## START

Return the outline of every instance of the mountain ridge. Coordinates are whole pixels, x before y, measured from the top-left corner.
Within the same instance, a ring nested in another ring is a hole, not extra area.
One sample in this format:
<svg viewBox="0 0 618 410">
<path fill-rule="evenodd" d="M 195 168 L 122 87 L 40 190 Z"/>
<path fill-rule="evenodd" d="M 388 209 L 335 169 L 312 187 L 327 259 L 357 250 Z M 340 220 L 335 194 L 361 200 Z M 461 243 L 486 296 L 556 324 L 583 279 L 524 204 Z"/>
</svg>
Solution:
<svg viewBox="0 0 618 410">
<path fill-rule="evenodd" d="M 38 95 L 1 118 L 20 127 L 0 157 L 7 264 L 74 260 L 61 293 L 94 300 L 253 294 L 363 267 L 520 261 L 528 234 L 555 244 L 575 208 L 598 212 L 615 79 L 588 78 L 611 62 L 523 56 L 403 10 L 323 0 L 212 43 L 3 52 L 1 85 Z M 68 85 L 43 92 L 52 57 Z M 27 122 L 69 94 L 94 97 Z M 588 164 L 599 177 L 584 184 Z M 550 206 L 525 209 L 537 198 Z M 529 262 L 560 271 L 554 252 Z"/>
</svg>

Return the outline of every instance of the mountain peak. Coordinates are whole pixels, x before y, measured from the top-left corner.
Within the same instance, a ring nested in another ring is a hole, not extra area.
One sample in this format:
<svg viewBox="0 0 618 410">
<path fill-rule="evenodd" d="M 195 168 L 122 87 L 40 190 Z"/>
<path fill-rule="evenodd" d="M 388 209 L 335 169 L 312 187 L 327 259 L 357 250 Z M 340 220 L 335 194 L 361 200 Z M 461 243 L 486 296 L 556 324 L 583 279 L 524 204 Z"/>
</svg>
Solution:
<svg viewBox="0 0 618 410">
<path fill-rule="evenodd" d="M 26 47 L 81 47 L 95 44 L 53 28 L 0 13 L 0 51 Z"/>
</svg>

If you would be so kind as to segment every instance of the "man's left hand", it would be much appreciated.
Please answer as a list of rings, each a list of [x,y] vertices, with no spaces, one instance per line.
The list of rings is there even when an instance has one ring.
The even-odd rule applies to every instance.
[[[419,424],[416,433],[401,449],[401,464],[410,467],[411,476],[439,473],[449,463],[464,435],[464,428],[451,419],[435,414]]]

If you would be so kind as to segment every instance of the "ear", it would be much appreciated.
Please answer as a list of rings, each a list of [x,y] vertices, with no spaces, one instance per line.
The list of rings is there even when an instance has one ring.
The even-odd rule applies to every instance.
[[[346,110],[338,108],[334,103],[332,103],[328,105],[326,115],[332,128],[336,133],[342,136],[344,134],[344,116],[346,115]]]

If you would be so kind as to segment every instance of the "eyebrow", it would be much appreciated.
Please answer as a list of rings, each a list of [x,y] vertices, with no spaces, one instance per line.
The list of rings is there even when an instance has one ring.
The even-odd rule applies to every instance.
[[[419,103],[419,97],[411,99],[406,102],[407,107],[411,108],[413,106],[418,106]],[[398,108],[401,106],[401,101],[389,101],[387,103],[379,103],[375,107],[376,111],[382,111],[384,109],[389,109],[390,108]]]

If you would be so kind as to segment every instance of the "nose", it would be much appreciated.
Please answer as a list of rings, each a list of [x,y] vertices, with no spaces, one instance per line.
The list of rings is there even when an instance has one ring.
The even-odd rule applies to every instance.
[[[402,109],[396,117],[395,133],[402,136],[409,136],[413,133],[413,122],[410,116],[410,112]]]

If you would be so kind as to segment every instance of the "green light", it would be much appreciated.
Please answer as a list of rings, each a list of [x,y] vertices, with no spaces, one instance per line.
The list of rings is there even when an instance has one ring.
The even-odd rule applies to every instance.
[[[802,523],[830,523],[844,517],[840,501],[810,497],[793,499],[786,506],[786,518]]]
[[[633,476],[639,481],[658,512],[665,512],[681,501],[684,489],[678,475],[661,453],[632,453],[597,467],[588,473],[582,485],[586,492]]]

## END

**Objective:**
Provide an exact reproduction of all the entries shown above.

**Output:**
Return the outline of every instance of the mountain ridge. Coordinates are whole pixels, x before y, measured from the top-left corner.
Within the same instance, a ring nested in another ring is a hole, not extra area.
One sample in this format:
<svg viewBox="0 0 618 410">
<path fill-rule="evenodd" d="M 195 168 L 122 87 L 40 190 Z"/>
<path fill-rule="evenodd" d="M 388 209 L 335 169 L 312 187 L 327 259 L 357 250 Z M 340 220 L 335 194 L 361 200 Z M 461 243 L 486 296 L 556 324 L 583 279 L 524 204 Z"/>
</svg>
Solution:
<svg viewBox="0 0 618 410">
<path fill-rule="evenodd" d="M 38 95 L 1 118 L 20 127 L 0 157 L 7 264 L 74 260 L 61 293 L 94 300 L 253 294 L 363 267 L 520 261 L 528 234 L 555 244 L 575 208 L 598 212 L 615 79 L 588 78 L 611 62 L 523 56 L 403 10 L 323 0 L 212 43 L 3 52 L 1 85 Z M 68 85 L 43 92 L 52 57 Z M 27 122 L 69 94 L 94 97 Z M 588 164 L 599 177 L 584 184 Z M 550 206 L 525 209 L 537 198 Z M 529 262 L 560 271 L 554 252 Z"/>
</svg>

Return the outline of every instance of the mountain peak. Coordinates are whole pixels, x before y, measured from the top-left corner.
Within the same instance, a ring nested in another ring is a hole, not extra area.
One sample in this format:
<svg viewBox="0 0 618 410">
<path fill-rule="evenodd" d="M 195 168 L 122 87 L 40 190 Z"/>
<path fill-rule="evenodd" d="M 388 209 L 335 169 L 312 187 L 327 259 L 357 250 Z M 340 220 L 335 194 L 361 200 Z M 461 243 L 486 296 L 556 324 L 583 279 L 524 204 Z"/>
</svg>
Solution:
<svg viewBox="0 0 618 410">
<path fill-rule="evenodd" d="M 26 47 L 81 47 L 95 44 L 53 28 L 0 13 L 0 51 Z"/>
</svg>

If you would be so kind as to segment every instance of the "man's left hand", it would be much appreciated.
Please answer as a list of rings, each a list of [x,y] vertices, with no spaces, one instance per line.
The list of rings is there even when an instance has one ring.
The even-odd rule applies to every instance.
[[[419,424],[416,433],[401,449],[401,464],[410,467],[411,476],[439,473],[449,463],[464,435],[464,428],[451,419],[435,414]]]

If you would be so kind as to segment every instance of the "ear", it would be much appreciated.
Please answer as a list of rings, each a list of [x,y] vertices, with no spaces, one instance per line.
The list of rings is there even when an instance has one ring.
The even-odd rule applies to every instance.
[[[346,110],[338,108],[334,103],[332,103],[328,105],[326,115],[332,128],[336,133],[342,136],[344,134],[344,116],[346,115]]]

If you would be so kind as to segment every instance of the "eyebrow", it would be much appreciated.
Please answer as a list of rings, each a list of [x,y] vertices, with no spaces, one instance per line.
The list of rings is there even when an instance has one ring.
The even-odd rule applies to every instance.
[[[419,103],[419,97],[411,99],[406,102],[407,107],[411,108],[413,106],[418,106]],[[398,108],[401,106],[401,101],[389,101],[387,103],[379,103],[375,107],[376,111],[382,111],[384,109],[389,109],[390,108]]]

If you would be so kind as to segment every instance of the "nose", it would be much appreciated.
Please answer as a list of rings, each a list of [x,y] vertices, with no spaces, one instance per line.
The list of rings is there even when an instance has one ring.
The even-odd rule applies to every instance.
[[[402,109],[396,117],[395,133],[402,136],[409,136],[413,133],[413,122],[410,116],[410,112]]]

If you would be so kind as to segment every instance of the "green light", it would be much appreciated.
Please answer as a list of rings, each a list of [x,y] vertices, with no spaces, one instance per line.
The list of rings is there even when an instance has one ring.
The even-odd rule applies to every instance.
[[[802,523],[830,523],[844,517],[840,501],[810,497],[793,499],[786,506],[786,518]]]
[[[633,476],[639,481],[658,512],[665,512],[681,501],[684,489],[678,475],[661,453],[632,453],[597,467],[588,473],[582,485],[586,492]]]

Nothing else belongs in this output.